**Your objective:**
Print only the closing part of the entries. It starts at the line containing "I'd be grateful if you could point out where the blurred" and includes the final line, exactly as written.
◇ ◇ ◇ ◇
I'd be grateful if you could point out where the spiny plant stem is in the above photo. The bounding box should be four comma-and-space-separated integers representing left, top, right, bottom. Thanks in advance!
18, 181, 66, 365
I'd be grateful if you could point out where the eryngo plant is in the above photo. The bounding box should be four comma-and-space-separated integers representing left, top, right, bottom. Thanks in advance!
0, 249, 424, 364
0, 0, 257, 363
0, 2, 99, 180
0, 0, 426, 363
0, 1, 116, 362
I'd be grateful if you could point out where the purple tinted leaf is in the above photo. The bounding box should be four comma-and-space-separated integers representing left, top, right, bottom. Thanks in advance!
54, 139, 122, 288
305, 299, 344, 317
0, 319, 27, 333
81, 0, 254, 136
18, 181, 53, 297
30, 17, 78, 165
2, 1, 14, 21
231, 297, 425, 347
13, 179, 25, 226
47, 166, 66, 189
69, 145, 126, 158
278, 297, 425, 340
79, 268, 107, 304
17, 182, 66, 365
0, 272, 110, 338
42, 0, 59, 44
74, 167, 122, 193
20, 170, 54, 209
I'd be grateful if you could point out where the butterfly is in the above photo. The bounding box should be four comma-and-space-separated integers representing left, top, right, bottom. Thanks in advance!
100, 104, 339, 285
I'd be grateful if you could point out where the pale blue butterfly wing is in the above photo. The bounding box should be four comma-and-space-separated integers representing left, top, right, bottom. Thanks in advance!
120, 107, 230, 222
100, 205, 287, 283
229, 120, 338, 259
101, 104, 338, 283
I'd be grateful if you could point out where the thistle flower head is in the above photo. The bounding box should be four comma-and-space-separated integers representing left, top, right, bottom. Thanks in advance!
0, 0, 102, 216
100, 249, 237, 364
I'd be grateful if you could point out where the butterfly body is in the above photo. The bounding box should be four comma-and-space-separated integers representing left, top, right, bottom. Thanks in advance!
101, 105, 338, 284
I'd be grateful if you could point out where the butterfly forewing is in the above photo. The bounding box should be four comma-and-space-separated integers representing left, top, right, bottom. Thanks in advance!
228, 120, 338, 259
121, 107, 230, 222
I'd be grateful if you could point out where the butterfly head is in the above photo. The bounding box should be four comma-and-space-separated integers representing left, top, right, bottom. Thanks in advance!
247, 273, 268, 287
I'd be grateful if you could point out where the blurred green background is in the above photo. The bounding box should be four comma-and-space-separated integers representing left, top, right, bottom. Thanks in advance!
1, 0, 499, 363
◇ ◇ ◇ ◇
**Response:**
I'd be grateful if you could point out where the blurred green background is in the above photo. The bounding box should be four comma-and-space-separated integers representing left, top, right, bottom. Thanks in advance!
1, 0, 499, 363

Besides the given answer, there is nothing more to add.